[Data extracts Boundary: Start]
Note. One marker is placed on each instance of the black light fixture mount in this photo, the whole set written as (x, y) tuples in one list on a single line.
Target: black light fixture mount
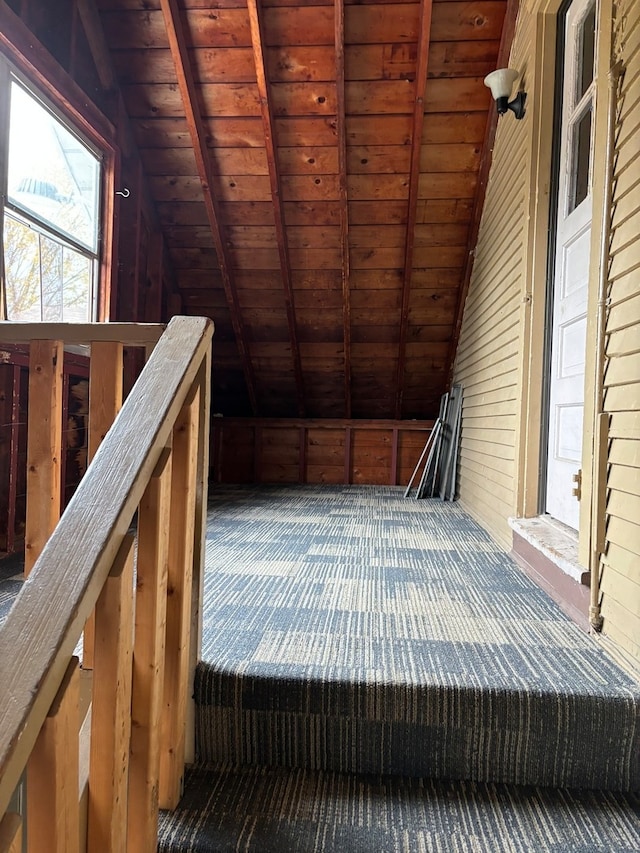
[(501, 83)]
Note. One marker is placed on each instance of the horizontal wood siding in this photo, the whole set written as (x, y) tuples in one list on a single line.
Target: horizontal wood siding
[(620, 585), (488, 356), (252, 450)]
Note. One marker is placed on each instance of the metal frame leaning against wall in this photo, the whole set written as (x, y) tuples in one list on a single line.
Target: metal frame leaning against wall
[(41, 71)]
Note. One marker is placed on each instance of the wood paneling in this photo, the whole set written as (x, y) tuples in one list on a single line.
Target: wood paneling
[(316, 451), (326, 182), (488, 355)]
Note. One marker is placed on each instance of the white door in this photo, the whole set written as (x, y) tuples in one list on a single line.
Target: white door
[(573, 235)]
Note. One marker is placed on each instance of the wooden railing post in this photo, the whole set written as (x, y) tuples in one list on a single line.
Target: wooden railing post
[(200, 535), (53, 814), (181, 553), (111, 710), (105, 400), (148, 659), (44, 446)]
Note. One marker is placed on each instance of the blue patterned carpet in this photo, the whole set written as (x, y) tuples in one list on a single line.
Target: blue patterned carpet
[(350, 629)]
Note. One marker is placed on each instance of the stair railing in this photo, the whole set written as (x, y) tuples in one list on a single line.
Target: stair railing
[(95, 780)]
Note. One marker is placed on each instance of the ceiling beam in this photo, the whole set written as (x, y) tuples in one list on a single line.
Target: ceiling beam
[(184, 73), (506, 40), (414, 180), (257, 42), (341, 129)]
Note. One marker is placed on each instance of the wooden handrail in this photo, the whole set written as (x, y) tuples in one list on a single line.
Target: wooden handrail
[(42, 629)]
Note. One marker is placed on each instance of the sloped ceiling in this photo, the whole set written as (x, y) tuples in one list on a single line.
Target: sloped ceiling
[(315, 168)]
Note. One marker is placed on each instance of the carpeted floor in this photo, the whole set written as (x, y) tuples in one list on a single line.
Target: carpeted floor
[(272, 810), (350, 629)]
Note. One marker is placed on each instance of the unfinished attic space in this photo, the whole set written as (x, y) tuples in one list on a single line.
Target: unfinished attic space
[(319, 433)]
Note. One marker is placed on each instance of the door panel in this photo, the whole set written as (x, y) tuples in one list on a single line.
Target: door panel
[(571, 267)]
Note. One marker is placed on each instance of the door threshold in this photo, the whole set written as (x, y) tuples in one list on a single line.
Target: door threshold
[(547, 550)]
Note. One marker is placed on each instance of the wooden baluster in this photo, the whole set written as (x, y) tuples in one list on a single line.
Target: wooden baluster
[(111, 711), (148, 658), (44, 446), (200, 536), (105, 401), (53, 814), (11, 833), (181, 554)]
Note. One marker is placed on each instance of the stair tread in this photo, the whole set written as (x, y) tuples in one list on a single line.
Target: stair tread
[(350, 629), (274, 810)]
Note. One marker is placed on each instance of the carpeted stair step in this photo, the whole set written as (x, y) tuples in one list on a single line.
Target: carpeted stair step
[(348, 629), (274, 810), (558, 738)]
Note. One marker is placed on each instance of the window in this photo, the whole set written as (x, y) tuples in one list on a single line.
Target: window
[(51, 214)]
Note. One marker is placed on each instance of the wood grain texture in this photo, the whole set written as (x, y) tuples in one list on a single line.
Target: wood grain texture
[(53, 814), (181, 545), (11, 833), (44, 446), (148, 658), (111, 708), (85, 542)]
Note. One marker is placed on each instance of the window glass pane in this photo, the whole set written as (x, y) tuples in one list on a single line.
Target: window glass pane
[(45, 279), (581, 157), (77, 276), (586, 52), (22, 271), (52, 175)]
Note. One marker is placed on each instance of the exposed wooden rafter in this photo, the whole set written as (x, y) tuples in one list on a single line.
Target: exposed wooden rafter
[(414, 179), (508, 31), (257, 41), (179, 53), (341, 129)]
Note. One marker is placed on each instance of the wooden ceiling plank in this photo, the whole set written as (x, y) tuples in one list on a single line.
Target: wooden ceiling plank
[(341, 130), (257, 40), (186, 83), (508, 31), (414, 182)]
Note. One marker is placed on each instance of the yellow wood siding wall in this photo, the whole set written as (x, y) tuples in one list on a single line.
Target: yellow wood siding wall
[(488, 357), (621, 562)]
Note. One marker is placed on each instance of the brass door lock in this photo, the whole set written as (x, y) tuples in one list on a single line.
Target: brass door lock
[(577, 479)]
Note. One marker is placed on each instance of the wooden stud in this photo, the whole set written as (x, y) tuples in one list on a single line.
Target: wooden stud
[(92, 26), (302, 457), (131, 334), (257, 455), (11, 833), (341, 127), (257, 40), (347, 456), (83, 548), (53, 815), (111, 710), (394, 457), (414, 189), (200, 535), (178, 617), (12, 410), (148, 659), (186, 83), (105, 400), (44, 446)]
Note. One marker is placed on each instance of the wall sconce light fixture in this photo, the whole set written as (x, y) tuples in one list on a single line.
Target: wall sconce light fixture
[(501, 83)]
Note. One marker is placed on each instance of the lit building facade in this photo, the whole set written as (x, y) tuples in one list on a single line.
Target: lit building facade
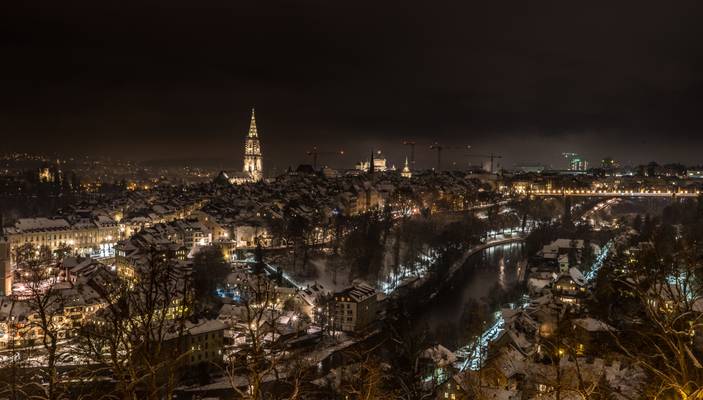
[(93, 237)]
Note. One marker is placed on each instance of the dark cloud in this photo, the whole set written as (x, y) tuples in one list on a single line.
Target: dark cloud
[(530, 79)]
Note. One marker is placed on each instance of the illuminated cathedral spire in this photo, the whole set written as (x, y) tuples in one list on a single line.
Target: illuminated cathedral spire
[(406, 173), (253, 161)]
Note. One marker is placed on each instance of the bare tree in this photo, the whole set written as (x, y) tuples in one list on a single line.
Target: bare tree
[(137, 335)]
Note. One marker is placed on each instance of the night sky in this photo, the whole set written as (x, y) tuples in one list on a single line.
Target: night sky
[(527, 79)]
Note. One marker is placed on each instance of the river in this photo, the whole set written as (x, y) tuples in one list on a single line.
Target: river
[(484, 271)]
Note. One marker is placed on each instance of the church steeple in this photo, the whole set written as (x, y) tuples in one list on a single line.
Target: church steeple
[(406, 173), (253, 160), (252, 125)]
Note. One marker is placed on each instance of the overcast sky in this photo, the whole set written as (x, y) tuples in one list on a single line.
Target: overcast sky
[(526, 79)]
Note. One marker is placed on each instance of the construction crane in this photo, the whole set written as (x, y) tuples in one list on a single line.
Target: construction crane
[(315, 152), (439, 148), (488, 156), (412, 152)]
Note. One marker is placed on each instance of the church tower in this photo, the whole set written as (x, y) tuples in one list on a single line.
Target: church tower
[(406, 173), (252, 152)]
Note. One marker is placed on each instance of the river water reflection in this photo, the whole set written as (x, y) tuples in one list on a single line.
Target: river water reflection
[(443, 316)]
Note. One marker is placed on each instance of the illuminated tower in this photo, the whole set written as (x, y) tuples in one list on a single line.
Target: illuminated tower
[(252, 152), (406, 173)]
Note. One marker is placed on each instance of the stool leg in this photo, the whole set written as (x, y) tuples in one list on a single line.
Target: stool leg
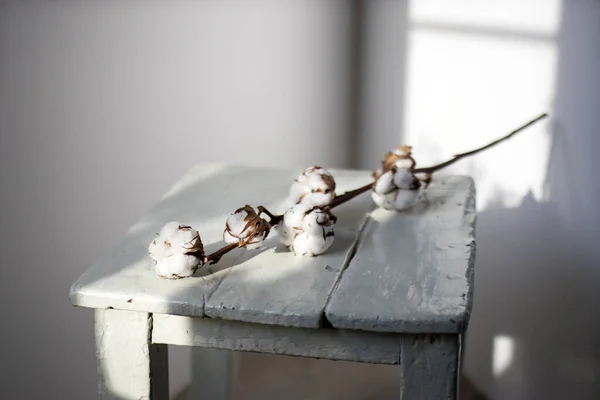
[(429, 366), (129, 365)]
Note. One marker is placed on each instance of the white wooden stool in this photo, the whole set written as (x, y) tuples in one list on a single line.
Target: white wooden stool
[(395, 287)]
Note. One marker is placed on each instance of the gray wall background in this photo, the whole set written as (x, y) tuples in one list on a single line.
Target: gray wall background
[(104, 104)]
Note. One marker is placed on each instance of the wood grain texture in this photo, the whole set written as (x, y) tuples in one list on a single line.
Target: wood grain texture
[(413, 270), (429, 367), (129, 365), (276, 287), (125, 279), (333, 344)]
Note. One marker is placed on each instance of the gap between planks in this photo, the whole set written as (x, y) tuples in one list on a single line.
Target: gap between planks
[(325, 323)]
[Data extracts Boundary: End]
▸ Task
Repeat the material above exactly, so that every entry appears but no picture does.

▸ Result of the task
Note. One marker is placed on each instance of the black light fixture mount in this photo, the whole set written as (x, y) tuples in one list on a single line.
Target: black light fixture mount
[(501, 83)]
Note. One marker is placed on each instance of the horizontal wood siding in this photo, the whole set written as (x, y) tuples in one list on a single line.
Target: horizontal wood siding
[(620, 585), (488, 356), (252, 450)]
Note. One marker is placed on each instance of the metal frame leaning against wall in this photo, the whole set written as (x, y) tuples in one list on a single line.
Target: metal frame leaning against wall
[(41, 71)]
Note. One marker is placed on each instance of the wood paneling in this photo, the whole set written as (x, y) tuples in one list on a single line.
Target: wood paneling
[(316, 451), (326, 182), (488, 355)]
Note. One marker is placed on each instance of the white door in this photo, the whole set written as (x, y) tuples in one list on a single line.
Target: white door
[(573, 235)]
Note. One marker is placed on each instance of the wooden railing post in this photo, the whole set written as (x, y) tuples in one list on a single line.
Target: wooden railing post
[(200, 535), (53, 814), (181, 553), (111, 710), (105, 400), (148, 659), (44, 446)]
Note. One marker is placed on each instance of the blue patterned carpet in this photo, the whole set written as (x, y) tuples in one list on a single line.
Target: blue patterned carpet
[(350, 629)]
Note. One marker is placed on each instance of the stair railing in this photo, the whole set written as (x, y) tuples in one list on a single line.
Target: stair railing
[(95, 780)]
Note. One marker is placed on each instance of the ceiling beam in this photo, the whole set written as (x, y) tuples in one list on a single line.
Target: ceiling beam
[(184, 73), (506, 40), (414, 180), (257, 42), (341, 129)]
Note. One marker is placed on each instance of the wooden handrail in this photo, the whole set written as (x, y) tuples in one list on a single line.
Target: wooden handrail
[(42, 629)]
Note. One marker is placed on each instance of the sloped ceiling in this photo, the whole set written as (x, y) tuples in one list on a single line.
Target: sloped ceiling
[(315, 168)]
Note. One marker is placed on each instance of the carpeted floor in this photo, the whole set written as (x, y) tuples in one list on a single line.
Target: carpeted floor
[(272, 810), (350, 629)]
Note. One marker is placed on each instance of the unfinished attic space in this photo, the whole set written as (x, y) tuples in one list on a single line.
Target: unfinished attic space
[(319, 433)]
Note. One marker is placed on each instance of the door panel in this photo, the whole set written as (x, y) tuples in one list on a single line.
Target: door panel
[(571, 267)]
Note. One marker is placed on each instance of the door threshold in this photo, the whole set written as (x, y) tuples in one list on a single line.
Target: door threshold
[(547, 550)]
Note. One marker is placed on each instance of the wooden baluster in this photo, the whole set written as (x, y) tuples in one list on a single line.
Target: wooden baluster
[(111, 711), (148, 658), (44, 446), (200, 536), (105, 401), (53, 814), (11, 833), (181, 554)]
Note. One marker is placed on each instance of the stair tread in this photo, the whole set written as (x, y) tuples in one list on a single line.
Target: stair tread
[(350, 629), (274, 810)]
Note. One marker is placed on each instance of the carpeted stair step in this photo, the whole set written as (x, y) tuples in one list on a single line.
Target: carpeted stair step
[(348, 629), (274, 810), (558, 738)]
Note. One marker is placed on each instance of the window in this photo, the whole set written as (x, y) tuples in one list on a single line.
Target: window
[(51, 214)]
Note. One marker is placed on each instance of the wood grain texture in this photo, the whole set written as (x, y) tuples in one list on a single line.
Target: wood grain texture
[(53, 814), (181, 545), (11, 833), (44, 446), (148, 658), (111, 708), (85, 542)]
Note. One marker is placed on each instance of the window glass pane in this photo, the whole set written as (x, y) tuples in one list on a single line.
Target: window glass pane
[(45, 279), (581, 157), (77, 276), (586, 52), (22, 271), (52, 175)]
Note. One marker is placed on each instance of the exposed wooden rafter in this photo, the whole set written as (x, y) tuples in one list on a single line.
Target: exposed wooden rafter
[(414, 179), (508, 31), (257, 41), (179, 53), (341, 129)]
Note. One marker is placed on each instance of the wooden ceiling plank in this photo, the whole set written as (x, y) tuples in one list on a single line.
Target: wooden ceiling plank
[(341, 130), (257, 40), (186, 83), (508, 31), (414, 182)]
Note. One marker is placed on each instance of the yellow wood siding wall in this photo, the whole set written as (x, y) tuples in one list on a single line.
Target: yellow wood siding wall
[(488, 357), (621, 562)]
Note. One marker is placed on each instance of the brass door lock in this photo, the whole set written as (x, y) tuples in one list on a single line.
Target: brass door lock
[(577, 479)]
Note. One marker is placed on each instance of the wooden stud in this photo, the whole set written as (x, y) tuples in one list on a single line.
Target: wooden stud
[(92, 26), (302, 457), (131, 334), (257, 455), (11, 833), (341, 127), (257, 40), (347, 456), (83, 548), (53, 815), (111, 710), (394, 457), (414, 189), (200, 535), (178, 617), (12, 410), (148, 659), (186, 83), (105, 400), (44, 446)]
Note. One marker is placed on each instance of the wall sconce light fixture in this photo, the whole set written as (x, y) tuples in one list on a single line.
Target: wall sconce light fixture
[(501, 83)]
Note. One marker is placed on each instance of the lit building facade in this photo, the whole set written as (x, y) tuples in one list on a single line.
Target: lit building facade
[(93, 237)]
Note. One marker is placed on each instance of the dark cloud in this photo, the whole set written as (x, y) tuples in one list on a single line.
Target: dark cloud
[(530, 79)]
Note. One marker is placed on each instance of the illuminated cathedral spire in this photo, the whole set written as (x, y) tuples in one list on a single line.
Target: illuminated cathedral spire
[(406, 173), (253, 161)]
Note. One marker is placed on each instance of the bare tree in this photo, the whole set written as (x, y) tuples in one list on a single line.
Target: bare tree
[(137, 335)]
Note. One marker is placed on each instance of the night sky in this photo, the whole set written as (x, y) tuples in one list on a single line.
Target: night sky
[(527, 79)]
Note. One marker is placed on each instance of the river in this photo, the whole set written as (x, y) tuples in one list on a single line.
Target: river
[(484, 271)]
Note. One marker is placed on each instance of the church steeple in this photo, the whole set written as (x, y) tuples in one list on a single line.
Target: church steeple
[(406, 173), (253, 160), (252, 125)]
Note. One marker is placed on each instance of the overcast sky in this photo, the whole set written as (x, y) tuples in one list on a single line.
Target: overcast sky
[(526, 79)]
Note. One marker is placed on each instance of the construction crane in this photo, the whole set written as (x, y) tuples in one list on a single line.
Target: construction crane
[(315, 152), (439, 148), (488, 156), (412, 152)]
Note. One marker is placed on each instance of the church tower in this photo, the whole set written as (x, y) tuples in one list on a single line.
Target: church tower
[(406, 173), (252, 152)]
Note. One marker is placed on each instance of the river water reflection in this photo, the whole set written as (x, y) tuples in one list on a single line.
Target: river water reflection
[(443, 316)]
Note. One marker is placed on each instance of the illuminated tower in this photo, the whole set written as (x, y) tuples in one list on a single line.
Target: illuminated tower
[(252, 152), (406, 173)]
Note. One marker is placed on each instance of the stool leg in this photo, the whole set written as (x, y) tuples in one list on a single line.
Target: stool leg
[(429, 366), (129, 365)]
Note. One marker is placed on each instance of the white wooden stool in this photo, the whole set written as (x, y) tuples in one list on a single line.
Target: white wooden stool
[(395, 287)]
Note. One marker is placed on each instance of the gray wall background in this photo, the whole set written as (x, y) tuples in one list on a single line.
Target: gray wall background
[(104, 104)]
Note. One marker is placed on each instance of the wood grain texture in this photo, the whole set written as (x, y) tuples in one list on a single line.
Target: wood grain texture
[(413, 270), (429, 367), (129, 365), (276, 287), (125, 279), (333, 344)]
Note. One marker is placed on each instance of the gap between planks in this photo, the whole set written as (x, y) tuples in one list on a single line.
Target: gap between planks
[(325, 323)]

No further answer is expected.